With mammoth challenges to the retail sector caused by COVID-19, Esprimi, an innovative research company in Malta specialising in market, employee and media research solutions, has conducted a survey on 2020 Christmas shopping habits to gauge just how badly impacted retailers.
As can be noted from the survey’s findings, such as online shopping surpassing in-store shopping for the first time, the pandemic has instilled new behaviours in consumers too and this has led to a major change in shopping trends.
The study is nationally representative, where the company asked a representative sample of 400 Maltese nationals aged 16+ to discuss their shopping habits in an online survey.
To properly gauge shopping trends, a quota based on age and gender was implemented in order to ensure a spread of the general population. Esprimi also looked at the relationship between the demographic characteristics of individuals and shopping habits.
When asking respondents about the timing for Christmas shopping in 2020, no significant changes were found in the typical timings for holiday shopping when compared to previous years.
Of note, the number of participants who claimed they will not be buying any presents rose from 8.8 per cent in previous years to 17.3 per cent in 2020, a staggering difference of 8.5 per centage points. Esprimi said that when takin into context, this jump in persons not buying gifts this year is “somewhat significant”.
Changes in Christmas spend
When asked about changes in Christmas spending budgets for 2020, Esprimi found that more than one-third of participants, at 38.7 per cent, said they planned on spending less than what they spent on their Christmas 2019 shopping.
Conversely, 5.1 per cent of respondents said they were planning on spending more.
Of those who said they would be spending less on their Christmas shopping in 2020 than in previous years, the most popular reasons cited were fewer social occasions (57.8 per cent), lack of comfort going out (46.9 per cent) and a change in an individual’s income situation (45.3 per cent).
In contrast, amongst the most popular reasons as to why respondents planned on spending more in 2020 were a bigger family (64.7 per cent) and more expensive gifts (11.8 per cent). Other statements such as compensating for previous years and an increase in spending on decorations since they’re spending more time at home received scores of 5.9 per cent or lower.
Esprimi then took a closer look as to the actual budget allocation each participant planned to dedicate on their Christmas shopping this year, with results revealing a dip in the amount of money that people were willing to spend.
Whilst the majority of respondents still planned to shop, some reported being more conscious in their spending.

◆ **COMPLETE THE FOLLOWING**:
**a)** According to the Christmas shopping survey article, why did Esprimi apply a quota based on age and gender?
**b)** Repeat word for word the portion of the Christmas shopping survey article starting at "In contrast, amongst" and ending at "in their spending.".

Point-per-instance localization data
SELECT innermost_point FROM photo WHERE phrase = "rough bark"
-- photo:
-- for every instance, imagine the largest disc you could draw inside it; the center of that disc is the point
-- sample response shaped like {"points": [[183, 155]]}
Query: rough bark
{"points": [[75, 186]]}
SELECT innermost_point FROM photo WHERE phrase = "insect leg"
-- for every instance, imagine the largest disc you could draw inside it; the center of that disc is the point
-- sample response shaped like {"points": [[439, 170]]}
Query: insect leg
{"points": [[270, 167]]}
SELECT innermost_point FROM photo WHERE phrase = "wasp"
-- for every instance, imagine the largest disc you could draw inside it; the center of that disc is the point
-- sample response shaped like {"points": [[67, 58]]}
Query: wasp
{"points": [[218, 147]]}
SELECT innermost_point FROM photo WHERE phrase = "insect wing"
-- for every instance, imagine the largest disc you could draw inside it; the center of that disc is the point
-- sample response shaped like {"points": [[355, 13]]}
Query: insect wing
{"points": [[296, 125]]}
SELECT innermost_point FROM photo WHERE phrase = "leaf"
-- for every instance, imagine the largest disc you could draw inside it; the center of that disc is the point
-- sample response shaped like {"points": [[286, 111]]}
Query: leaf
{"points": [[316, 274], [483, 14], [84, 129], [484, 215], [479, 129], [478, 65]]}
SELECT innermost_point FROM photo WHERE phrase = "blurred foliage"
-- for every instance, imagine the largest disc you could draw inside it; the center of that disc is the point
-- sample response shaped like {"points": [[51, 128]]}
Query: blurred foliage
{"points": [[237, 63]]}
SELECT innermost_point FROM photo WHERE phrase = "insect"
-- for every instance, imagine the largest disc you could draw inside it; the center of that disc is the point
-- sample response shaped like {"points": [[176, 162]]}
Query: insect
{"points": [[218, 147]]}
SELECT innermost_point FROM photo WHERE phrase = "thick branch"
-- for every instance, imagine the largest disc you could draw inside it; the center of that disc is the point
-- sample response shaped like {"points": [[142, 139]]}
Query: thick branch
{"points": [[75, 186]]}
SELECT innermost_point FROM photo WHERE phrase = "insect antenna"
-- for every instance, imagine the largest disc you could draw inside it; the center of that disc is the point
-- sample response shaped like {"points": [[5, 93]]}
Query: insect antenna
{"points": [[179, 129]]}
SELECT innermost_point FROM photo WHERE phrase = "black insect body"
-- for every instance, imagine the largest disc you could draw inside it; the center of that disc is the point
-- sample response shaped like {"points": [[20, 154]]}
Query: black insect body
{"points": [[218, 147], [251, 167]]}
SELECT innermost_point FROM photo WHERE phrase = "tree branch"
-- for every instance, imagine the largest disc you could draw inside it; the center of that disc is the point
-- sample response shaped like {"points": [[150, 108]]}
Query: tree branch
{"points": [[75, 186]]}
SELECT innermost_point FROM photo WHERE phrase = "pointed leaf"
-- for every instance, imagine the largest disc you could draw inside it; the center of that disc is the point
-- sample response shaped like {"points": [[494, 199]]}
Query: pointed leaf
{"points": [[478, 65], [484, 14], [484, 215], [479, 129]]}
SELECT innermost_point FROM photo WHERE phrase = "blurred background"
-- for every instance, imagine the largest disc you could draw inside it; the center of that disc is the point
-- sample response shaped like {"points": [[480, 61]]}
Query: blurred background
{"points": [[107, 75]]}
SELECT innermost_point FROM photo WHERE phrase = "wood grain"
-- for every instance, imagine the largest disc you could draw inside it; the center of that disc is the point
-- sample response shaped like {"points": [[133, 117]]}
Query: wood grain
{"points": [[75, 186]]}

◆ **ANSWERS TO EACH TASK**:
**a)** Esprimi applied the age and gender quota to properly gauge shopping trends. The quota ensured the sample reflected a spread of the general population.

**b)**
In contrast, amongst the most popular reasons as to why respondents planned on spending more in 2020 were a bigger family (64.7 per cent) and more expensive gifts (11.8 per cent). Other statements such as compensating for previous years and an increase in spending on decorations since they’re spending more time at home received scores of 5.9 per cent or lower.
Esprimi then took a closer look as to the actual budget allocation each participant planned to dedicate on their Christmas shopping this year, with results revealing a dip in the amount of money that people were willing to spend.
Whilst the majority of respondents still planned to shop, some reported being more conscious in their spending.